Dataset entries:
:::

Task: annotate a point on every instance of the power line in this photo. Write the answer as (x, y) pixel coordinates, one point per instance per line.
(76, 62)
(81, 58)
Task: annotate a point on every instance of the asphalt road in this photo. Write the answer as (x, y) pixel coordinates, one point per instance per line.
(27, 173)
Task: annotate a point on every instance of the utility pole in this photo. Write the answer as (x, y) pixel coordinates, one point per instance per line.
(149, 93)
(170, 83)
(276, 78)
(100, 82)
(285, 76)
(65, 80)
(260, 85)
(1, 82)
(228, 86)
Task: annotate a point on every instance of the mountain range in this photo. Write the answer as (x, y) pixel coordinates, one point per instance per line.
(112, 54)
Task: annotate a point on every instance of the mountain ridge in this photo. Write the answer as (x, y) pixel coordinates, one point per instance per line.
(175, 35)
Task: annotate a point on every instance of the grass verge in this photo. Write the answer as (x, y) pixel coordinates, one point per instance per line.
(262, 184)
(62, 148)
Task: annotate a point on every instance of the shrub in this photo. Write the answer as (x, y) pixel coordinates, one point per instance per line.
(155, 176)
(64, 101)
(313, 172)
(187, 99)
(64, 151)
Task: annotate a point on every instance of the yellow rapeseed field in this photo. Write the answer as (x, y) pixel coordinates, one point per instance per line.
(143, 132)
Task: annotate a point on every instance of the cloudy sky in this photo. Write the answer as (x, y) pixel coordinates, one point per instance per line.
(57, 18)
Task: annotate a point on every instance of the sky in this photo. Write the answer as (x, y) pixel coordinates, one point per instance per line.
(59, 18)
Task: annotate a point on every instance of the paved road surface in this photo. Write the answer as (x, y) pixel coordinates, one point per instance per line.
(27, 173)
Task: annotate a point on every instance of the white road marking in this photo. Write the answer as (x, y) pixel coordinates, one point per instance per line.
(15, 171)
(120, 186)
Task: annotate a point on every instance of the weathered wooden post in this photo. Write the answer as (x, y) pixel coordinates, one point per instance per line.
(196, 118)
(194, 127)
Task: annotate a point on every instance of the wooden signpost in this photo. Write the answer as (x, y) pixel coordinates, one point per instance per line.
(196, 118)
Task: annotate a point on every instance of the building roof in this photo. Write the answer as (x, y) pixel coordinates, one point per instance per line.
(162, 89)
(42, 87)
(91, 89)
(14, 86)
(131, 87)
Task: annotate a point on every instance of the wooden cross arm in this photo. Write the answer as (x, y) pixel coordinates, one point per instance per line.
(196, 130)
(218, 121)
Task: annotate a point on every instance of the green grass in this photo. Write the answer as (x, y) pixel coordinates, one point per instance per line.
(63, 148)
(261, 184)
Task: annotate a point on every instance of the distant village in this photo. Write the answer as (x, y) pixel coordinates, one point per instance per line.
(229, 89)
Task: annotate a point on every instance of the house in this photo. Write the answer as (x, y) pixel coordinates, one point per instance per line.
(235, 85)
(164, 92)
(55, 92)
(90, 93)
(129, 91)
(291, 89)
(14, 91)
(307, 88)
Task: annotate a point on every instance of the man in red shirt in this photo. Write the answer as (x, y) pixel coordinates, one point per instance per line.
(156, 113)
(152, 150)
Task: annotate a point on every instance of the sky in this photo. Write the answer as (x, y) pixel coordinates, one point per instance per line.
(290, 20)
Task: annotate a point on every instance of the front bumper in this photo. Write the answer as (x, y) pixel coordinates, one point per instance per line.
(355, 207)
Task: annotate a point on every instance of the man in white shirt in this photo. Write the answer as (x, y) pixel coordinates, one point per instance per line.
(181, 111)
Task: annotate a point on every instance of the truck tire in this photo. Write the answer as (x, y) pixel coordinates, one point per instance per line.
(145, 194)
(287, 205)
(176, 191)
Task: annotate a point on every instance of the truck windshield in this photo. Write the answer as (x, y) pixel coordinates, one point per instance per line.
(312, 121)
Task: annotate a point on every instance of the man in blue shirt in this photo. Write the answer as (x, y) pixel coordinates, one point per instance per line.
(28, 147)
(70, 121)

:::

Exercise prompt ::
Please output each entry above exactly, leaving nothing out.

Response to this exercise ::
Task: annotate a point on every instance of the power line in this photo. Write the answer as (x, y) pixel coordinates, one point per instance per line.
(76, 62)
(81, 58)
Task: annotate a point on every instance of the asphalt road in this photo. Write the answer as (x, y) pixel coordinates, one point per instance per line.
(27, 173)
Task: annotate a point on every instance of the utility pole in this photo. Write the answer as (x, y) pixel coordinates, one point per instance per line.
(149, 93)
(170, 83)
(276, 78)
(100, 82)
(285, 76)
(65, 80)
(260, 85)
(1, 82)
(228, 86)
Task: annotate a point on every instance of the mountain range in this photo. Write the answer as (x, y) pixel coordinates, one point per instance per line.
(112, 54)
Task: annotate a point on every instance of the mountain ridge in this photo. Write the answer as (x, y) pixel coordinates, one point per instance per line.
(175, 35)
Task: annotate a point on every instance of the grass verge in this photo. Write the answer as (x, y) pixel coordinates, one point per instance per line.
(262, 184)
(62, 148)
Task: annotate a point on every instance of the shrub in this photo. Write the answer as (x, y) pixel coordinates, one point per instance per line.
(155, 176)
(64, 101)
(313, 172)
(187, 99)
(64, 151)
Task: annotate a point on every instance of the yellow rapeseed field in this photo. Write the answer as (x, y) pixel coordinates, one point per instance per line.
(143, 132)
Task: annotate a point on every instance of the cloudy sky in this photo. Write the answer as (x, y) pixel coordinates, one point per instance per line.
(57, 18)
Task: annotate a point on every instance of the sky in this photo. Write the answer as (x, y) pixel coordinates, one point per instance per line.
(59, 18)
Task: annotate a point on every instance of the paved road surface in this photo. Write the answer as (x, y) pixel coordinates, one point per instance per line.
(27, 173)
Task: annotate a point on every instance of the white road marking in this photo. Write the answer as (x, y) pixel coordinates, one point per instance per line.
(15, 171)
(120, 186)
Task: annotate a point on every instance of the weathered wooden post in this photo. Write the answer as (x, y) pixel coordinates, one point per instance per line.
(196, 118)
(194, 127)
Task: annotate a point on every instance of the wooden signpost in this photo. Write the answer as (x, y) pixel coordinates, one point per instance per line.
(196, 118)
Task: annotate a point on every instance of the building roof in this photo. Write the answer as (x, y) pixel coordinates, one point per instance per line.
(162, 89)
(42, 87)
(91, 89)
(14, 86)
(131, 87)
Task: annotate a point on every instance of the wooden cross arm in this photo. Write the answer as (x, y) pixel coordinates, one point per instance per line.
(196, 130)
(218, 121)
Task: annotate a point on every instance of the green grass in this photo. Write the answer as (x, y) pixel coordinates, one point per instance per line.
(63, 148)
(261, 184)
Task: annotate a point on every instance of the distant village in this photo. Write the answer as (x, y) pixel coordinates, one point per instance per line.
(229, 89)
Task: annotate a point on every instance of the house in this photo. Write the answer as (x, y) pixel coordinates, one point per instance per line.
(235, 85)
(164, 92)
(55, 92)
(90, 93)
(129, 91)
(291, 89)
(14, 91)
(307, 88)
Task: annotate a point on every instance of the man in red shirt in this photo. Write the answer as (x, y) pixel coordinates, one point per instance per line.
(156, 113)
(152, 150)
Task: annotate a point on every instance of the sky in this photo. Write the answer as (x, y) pixel coordinates, one point per instance per line.
(290, 20)
Task: annotate a point on every instance of the front bumper in this photo. Write the answer as (x, y) pixel coordinates, one point per instance per line.
(355, 207)
Task: annotate a point on every instance of the man in white shirt in this photo. Write the answer as (x, y) pixel coordinates, one point per instance per line.
(181, 111)
Task: annotate a point on every instance of the truck tire in this photo. Write the answer as (x, y) pixel coordinates, one point per instance per line.
(145, 194)
(287, 205)
(176, 191)
Task: annotate a point on every instance of the truck windshield in this photo. Write the answer as (x, y) pixel coordinates, one point per instance per line.
(312, 121)
Task: annotate a point on every instance of the man in blue shirt in this photo. Write the answer as (x, y) pixel coordinates, one point per instance per line.
(28, 147)
(70, 121)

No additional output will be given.